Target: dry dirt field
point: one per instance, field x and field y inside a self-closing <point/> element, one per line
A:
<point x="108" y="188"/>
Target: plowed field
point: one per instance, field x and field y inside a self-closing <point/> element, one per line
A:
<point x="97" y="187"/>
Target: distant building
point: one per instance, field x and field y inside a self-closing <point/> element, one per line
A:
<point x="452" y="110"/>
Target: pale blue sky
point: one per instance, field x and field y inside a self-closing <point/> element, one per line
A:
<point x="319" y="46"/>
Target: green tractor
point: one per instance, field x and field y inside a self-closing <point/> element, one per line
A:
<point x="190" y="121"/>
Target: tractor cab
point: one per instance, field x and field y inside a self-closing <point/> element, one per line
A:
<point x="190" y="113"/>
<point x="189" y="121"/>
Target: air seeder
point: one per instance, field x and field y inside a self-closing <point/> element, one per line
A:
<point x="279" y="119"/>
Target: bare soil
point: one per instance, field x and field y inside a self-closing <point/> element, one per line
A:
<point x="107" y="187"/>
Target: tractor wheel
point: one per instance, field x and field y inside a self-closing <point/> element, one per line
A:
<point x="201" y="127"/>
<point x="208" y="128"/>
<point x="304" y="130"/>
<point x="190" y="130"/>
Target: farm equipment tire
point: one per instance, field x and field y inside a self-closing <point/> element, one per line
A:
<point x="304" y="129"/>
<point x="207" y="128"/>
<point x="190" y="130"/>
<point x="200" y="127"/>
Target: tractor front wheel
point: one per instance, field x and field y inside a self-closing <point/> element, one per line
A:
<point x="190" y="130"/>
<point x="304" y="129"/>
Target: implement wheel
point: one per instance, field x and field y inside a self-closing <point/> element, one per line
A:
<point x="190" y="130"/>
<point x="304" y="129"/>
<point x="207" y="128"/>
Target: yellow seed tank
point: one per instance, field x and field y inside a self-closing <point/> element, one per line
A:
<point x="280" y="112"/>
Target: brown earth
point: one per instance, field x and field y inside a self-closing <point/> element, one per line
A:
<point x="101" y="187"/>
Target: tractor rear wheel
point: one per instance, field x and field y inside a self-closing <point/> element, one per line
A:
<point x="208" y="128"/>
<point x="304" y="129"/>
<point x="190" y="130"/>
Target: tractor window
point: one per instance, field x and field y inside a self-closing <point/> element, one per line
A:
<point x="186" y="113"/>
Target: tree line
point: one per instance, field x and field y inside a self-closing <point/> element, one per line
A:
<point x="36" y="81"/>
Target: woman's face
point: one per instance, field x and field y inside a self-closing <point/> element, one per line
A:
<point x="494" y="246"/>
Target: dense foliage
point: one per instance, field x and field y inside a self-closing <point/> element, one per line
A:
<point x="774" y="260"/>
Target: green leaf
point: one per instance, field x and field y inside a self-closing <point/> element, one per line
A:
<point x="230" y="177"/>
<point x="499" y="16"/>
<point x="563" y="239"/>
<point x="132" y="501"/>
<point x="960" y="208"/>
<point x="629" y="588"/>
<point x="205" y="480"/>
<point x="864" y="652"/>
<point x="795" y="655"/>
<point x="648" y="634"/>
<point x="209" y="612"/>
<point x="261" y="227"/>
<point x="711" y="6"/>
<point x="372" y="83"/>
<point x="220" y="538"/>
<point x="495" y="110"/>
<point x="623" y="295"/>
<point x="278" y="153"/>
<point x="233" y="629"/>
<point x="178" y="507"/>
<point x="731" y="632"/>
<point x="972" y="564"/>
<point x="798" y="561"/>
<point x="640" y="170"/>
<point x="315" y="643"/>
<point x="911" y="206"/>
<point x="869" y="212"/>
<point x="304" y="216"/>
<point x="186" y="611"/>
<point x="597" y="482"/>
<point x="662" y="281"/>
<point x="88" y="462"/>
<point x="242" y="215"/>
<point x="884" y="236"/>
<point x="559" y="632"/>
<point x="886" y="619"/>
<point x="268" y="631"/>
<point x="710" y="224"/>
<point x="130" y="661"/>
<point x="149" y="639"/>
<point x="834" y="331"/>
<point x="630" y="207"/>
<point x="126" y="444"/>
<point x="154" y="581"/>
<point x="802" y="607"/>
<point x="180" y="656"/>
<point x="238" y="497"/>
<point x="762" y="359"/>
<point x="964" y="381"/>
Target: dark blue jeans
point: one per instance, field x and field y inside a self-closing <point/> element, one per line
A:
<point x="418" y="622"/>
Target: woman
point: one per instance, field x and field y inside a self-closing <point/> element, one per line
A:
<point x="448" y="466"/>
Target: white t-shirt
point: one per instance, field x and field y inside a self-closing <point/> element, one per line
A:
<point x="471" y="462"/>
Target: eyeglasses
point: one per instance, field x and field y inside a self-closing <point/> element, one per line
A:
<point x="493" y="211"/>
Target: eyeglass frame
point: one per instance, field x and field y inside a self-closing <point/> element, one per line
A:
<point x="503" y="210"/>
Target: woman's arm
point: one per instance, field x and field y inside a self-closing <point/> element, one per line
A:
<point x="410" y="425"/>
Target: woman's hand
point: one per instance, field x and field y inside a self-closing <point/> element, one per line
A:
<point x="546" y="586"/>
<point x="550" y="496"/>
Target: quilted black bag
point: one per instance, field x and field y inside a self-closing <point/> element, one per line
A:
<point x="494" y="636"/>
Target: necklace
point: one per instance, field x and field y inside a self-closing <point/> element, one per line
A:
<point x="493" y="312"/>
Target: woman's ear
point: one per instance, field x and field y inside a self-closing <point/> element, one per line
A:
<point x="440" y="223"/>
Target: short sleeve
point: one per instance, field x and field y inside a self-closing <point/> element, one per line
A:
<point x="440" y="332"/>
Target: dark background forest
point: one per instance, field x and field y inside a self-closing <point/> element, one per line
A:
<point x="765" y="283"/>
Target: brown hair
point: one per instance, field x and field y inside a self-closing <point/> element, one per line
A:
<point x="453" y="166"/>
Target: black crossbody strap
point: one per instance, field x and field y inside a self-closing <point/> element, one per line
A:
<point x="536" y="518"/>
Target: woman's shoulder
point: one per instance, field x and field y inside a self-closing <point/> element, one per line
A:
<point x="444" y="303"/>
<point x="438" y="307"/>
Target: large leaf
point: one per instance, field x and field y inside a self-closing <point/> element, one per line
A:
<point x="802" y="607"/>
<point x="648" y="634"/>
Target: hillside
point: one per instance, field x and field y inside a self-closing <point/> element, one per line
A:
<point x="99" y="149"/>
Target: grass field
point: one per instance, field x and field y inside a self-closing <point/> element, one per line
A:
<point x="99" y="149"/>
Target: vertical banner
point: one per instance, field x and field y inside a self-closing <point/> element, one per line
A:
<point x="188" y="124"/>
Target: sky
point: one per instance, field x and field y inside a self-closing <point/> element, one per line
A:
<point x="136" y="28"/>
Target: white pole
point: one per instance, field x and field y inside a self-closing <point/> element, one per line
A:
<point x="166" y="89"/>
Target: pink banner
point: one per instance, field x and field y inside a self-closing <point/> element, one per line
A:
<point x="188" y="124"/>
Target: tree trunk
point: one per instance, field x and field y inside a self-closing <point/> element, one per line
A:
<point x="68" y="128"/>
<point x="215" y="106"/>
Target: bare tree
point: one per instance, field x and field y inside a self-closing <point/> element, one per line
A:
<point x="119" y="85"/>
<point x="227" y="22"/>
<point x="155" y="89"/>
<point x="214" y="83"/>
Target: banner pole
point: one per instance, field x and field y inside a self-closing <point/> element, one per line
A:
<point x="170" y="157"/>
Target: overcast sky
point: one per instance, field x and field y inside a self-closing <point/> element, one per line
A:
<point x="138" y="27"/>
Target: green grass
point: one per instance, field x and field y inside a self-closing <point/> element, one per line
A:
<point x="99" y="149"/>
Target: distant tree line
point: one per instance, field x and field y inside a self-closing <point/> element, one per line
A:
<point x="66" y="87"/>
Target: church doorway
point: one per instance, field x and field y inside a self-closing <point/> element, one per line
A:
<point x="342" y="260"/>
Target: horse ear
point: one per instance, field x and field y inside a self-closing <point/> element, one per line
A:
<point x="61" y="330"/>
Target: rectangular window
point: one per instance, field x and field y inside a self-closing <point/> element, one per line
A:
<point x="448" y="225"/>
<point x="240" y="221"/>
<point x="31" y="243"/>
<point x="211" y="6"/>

TO BE DONE ▸ Reproduce the lines from the one containing "Target: pink banner" to the end of the entries, keeping both ends and adding nothing.

SOLUTION TO THIS EXERCISE ▸
Target: pink banner
point: one per instance, field x and field y inside a self-closing <point/> element, one per line
A:
<point x="188" y="124"/>
Target: tree trunk
point: one per instance, field x and field y inside a self-closing <point/> element, one per line
A:
<point x="68" y="128"/>
<point x="215" y="106"/>
Target: bare tree
point: one per instance, field x and field y inside a self-closing <point/> element, one per line
A:
<point x="119" y="85"/>
<point x="227" y="22"/>
<point x="155" y="89"/>
<point x="214" y="83"/>
Target: banner pole
point: one per instance, field x and field y inside a self-closing <point/> element, one per line
A:
<point x="170" y="157"/>
Target: overcast sky
point: one per instance, field x and field y inside a self-closing <point/> element, one per line
A:
<point x="138" y="27"/>
Target: green grass
point: one per instance, field x and field y inside a self-closing <point/> element, one per line
A:
<point x="99" y="149"/>
Target: distant tree line
point: one per instance, field x and field y inside a self-closing <point/> element, one per line
A:
<point x="66" y="87"/>
Target: church doorway
point: one per instance, field x and field y inside a self-closing <point/> element, one per line
A:
<point x="342" y="260"/>
Target: horse ear
point: one per instance, field x and field y inside a self-closing <point/> element, one per line
A:
<point x="61" y="330"/>
Target: rectangular window
point: one per instance, field x and field y inside a self-closing <point/> element, one per line
A:
<point x="448" y="225"/>
<point x="240" y="221"/>
<point x="31" y="243"/>
<point x="211" y="6"/>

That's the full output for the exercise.